--- Document text ---

Pregnancy and breastfeeding

Oral contraceptives can affect the quantity and quality of milk in the mammary glands. A small amount of hormones can penetrate the milk. It is unlikely that inhibitors of ovulation, such as VyLibra, in low doses can affect infant feeding. However, women who breastfeed should not use oral contraceptives until they stop breastfeeding. Since breastfeeding women are not fully protected against the possibility of becoming pregnant, they are recommended additional backup contraception. The use of oral contraceptives in the early stages of pregnancy can
lead to developmental defects in newborns.

What if I miss a pill?

  • If one pill was missed, it must be taken as soon as possible (but the delay between doses should not exceed 24 hours). The following pill should be taken at the usual time. This means that you can take 2 tablets in one day;
  • If 2 tablets were missed in the 1st or 2nd week of the cycle, you should take 2 tablets on the day you remember and 2 tablets the next day. Then you should take 1 tablet per day according to the usual schedule until the package is empty. At the same time, you should use additional methods of non-hormonal contraception for the next 7 days;
  • If 2 tablets were missed during the 3rd week of the cycle, the rest of the tablets should be discarded. Start a new pack on the same day. At the same time, you should use additional methods of non-hormonal contraception for the next 7 days;
  • If 3 pills were missed during the first 3 weeks of the cycle, discard the remaining pills and begin a new pack on the same day. At the same time, you should use additional methods of non-hormonal contraception for the next 7 days;
  • If any pills were missed in the 4th week of the cycle, discard them since they do not have any contraceptive effect and are used as “reminders’. You do not need additional methods of non-hormonal contraception.


VyLibra has a contraceptive effect but does not protect against HIV and infections that are sexually transmitted.

Before taking birth control pills, a woman should be examined by a gynecologist and other specialists to determine the general state of health.

If a woman had hepatitis, then the contraceptive pills should be taken no earlier than 3 months after receiving normal liver test results.
Patients with heart and liver dysfunction, arterial hypertension, fluid retention, diabetes, glucose intolerance, bronchial asthma, gallbladder disease, noticeable varicosity, bladder fibromyoma, depression, epilepsy require constant monitoring.

--- Records ---

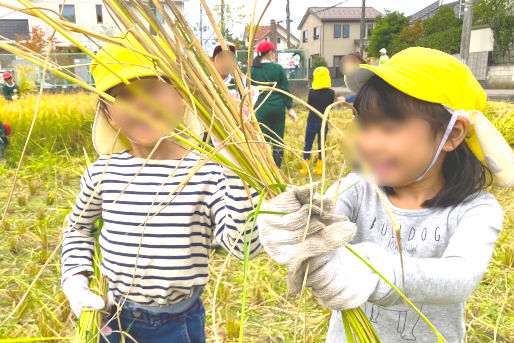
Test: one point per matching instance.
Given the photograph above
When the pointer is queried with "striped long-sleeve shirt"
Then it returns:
(156, 238)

---

**What the exercise asks:** Carry the text on the VyLibra birth control pill forward from its last sentence. The data has nothing to do with what comes next.

**Response:**
The use of oral contraceptives is associated with an increased risk of thromboembolism, myocardial infarction, stroke, and the like. The significant risk is manifested with age, especially in patients who smoke a lot (more than 15-20 cigarettes per day). Therefore, women over the age of 30 are strongly recommended to quit smoking. Sometimes an increased risk persists for several years after cessation of oral contraception.

Use of VyLibra pills should be discontinued if the following conditions/diseases occur:

  • onset or suspicion of pregnancy;
  • a migraine-type headache or severe unusual headache attacks;
  • acute visual or hearing impairment;
  • first signs of thrombophlebitis or thromboembolic complications;
  • epileptic seizures and/or increased convulsions;
  • jaundice and/or persistent itching of the whole body;
  • a marked increase in blood pressure;
  • a marked increase in fibroids;
  • an increase in the size of the liver with a suspected liver tumor;
  • prolonged immobility, for example after injury, before surgical
  • operations (at least 6 weeks) and the like.

The drug does not affect the ability to drive vehicles and work with complex mechanisms.

If you have breakthrough bleeding, therapy should be continued. Bleeding usually disappears after the third cycle of the contraceptive but may vary depending on the individual characteristics. If the bleeding continues further, you should consult your doctor.

If vomiting occurs within 3 hours after taking an active tablet of the drug, or acute diarrhea lasts for 24 hours, the effectiveness of the contraceptive may be insufficient. Additional methods of non-hormonal contraception should be used for the next 7 days. If vomiting or diarrhea does not stop, you need to review the feasibility of contraception with VyLibra.